_Goal of the exercise_.
Could you reproduce, word for word, everything below from the line containing "# point at: the man's short" down to the line containing "# point at: the green", with both of those lines included and no others?

_Records_.
--
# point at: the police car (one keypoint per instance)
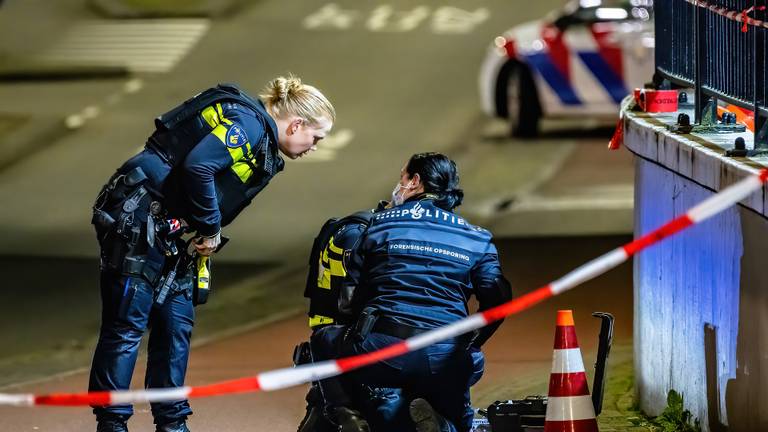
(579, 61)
--
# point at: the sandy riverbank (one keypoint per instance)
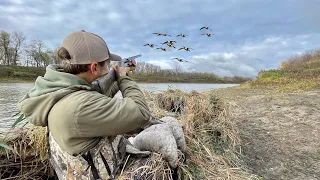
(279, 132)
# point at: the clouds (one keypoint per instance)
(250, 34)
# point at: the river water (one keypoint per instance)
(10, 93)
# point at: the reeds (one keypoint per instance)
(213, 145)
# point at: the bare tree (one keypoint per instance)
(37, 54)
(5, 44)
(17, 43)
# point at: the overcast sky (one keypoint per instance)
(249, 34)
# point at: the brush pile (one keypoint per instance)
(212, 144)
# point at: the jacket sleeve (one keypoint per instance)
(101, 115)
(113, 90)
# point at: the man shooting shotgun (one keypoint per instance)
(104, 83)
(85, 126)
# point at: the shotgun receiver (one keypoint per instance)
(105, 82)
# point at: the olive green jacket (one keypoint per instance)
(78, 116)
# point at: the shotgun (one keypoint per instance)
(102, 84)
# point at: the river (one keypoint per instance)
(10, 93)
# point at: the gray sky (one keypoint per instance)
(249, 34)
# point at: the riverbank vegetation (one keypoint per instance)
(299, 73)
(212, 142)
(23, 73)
--
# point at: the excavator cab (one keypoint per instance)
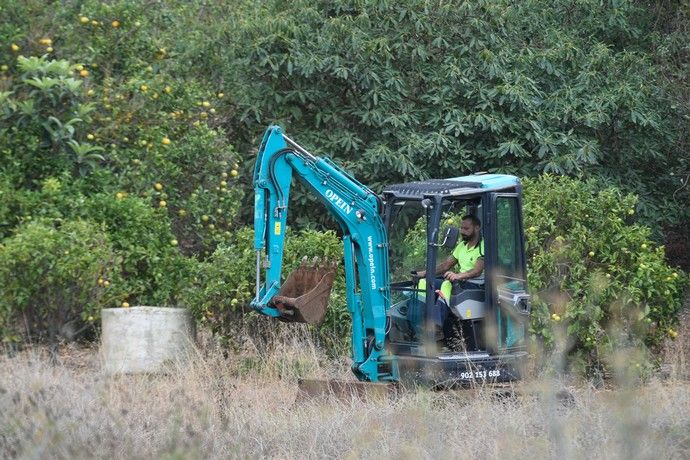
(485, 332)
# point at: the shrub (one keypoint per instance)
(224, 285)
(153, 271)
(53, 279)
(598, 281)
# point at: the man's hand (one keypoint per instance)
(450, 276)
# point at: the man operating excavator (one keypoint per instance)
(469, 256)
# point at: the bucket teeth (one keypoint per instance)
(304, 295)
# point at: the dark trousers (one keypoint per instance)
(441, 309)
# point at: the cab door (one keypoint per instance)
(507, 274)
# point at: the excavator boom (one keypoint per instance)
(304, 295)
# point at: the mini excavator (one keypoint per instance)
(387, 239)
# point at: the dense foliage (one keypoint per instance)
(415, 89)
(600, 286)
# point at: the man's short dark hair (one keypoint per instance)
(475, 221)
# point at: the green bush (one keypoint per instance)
--
_Written reply_.
# point at: the man's short dark hair (one keypoint per instance)
(475, 221)
# point at: the green bush (one keypoint per instance)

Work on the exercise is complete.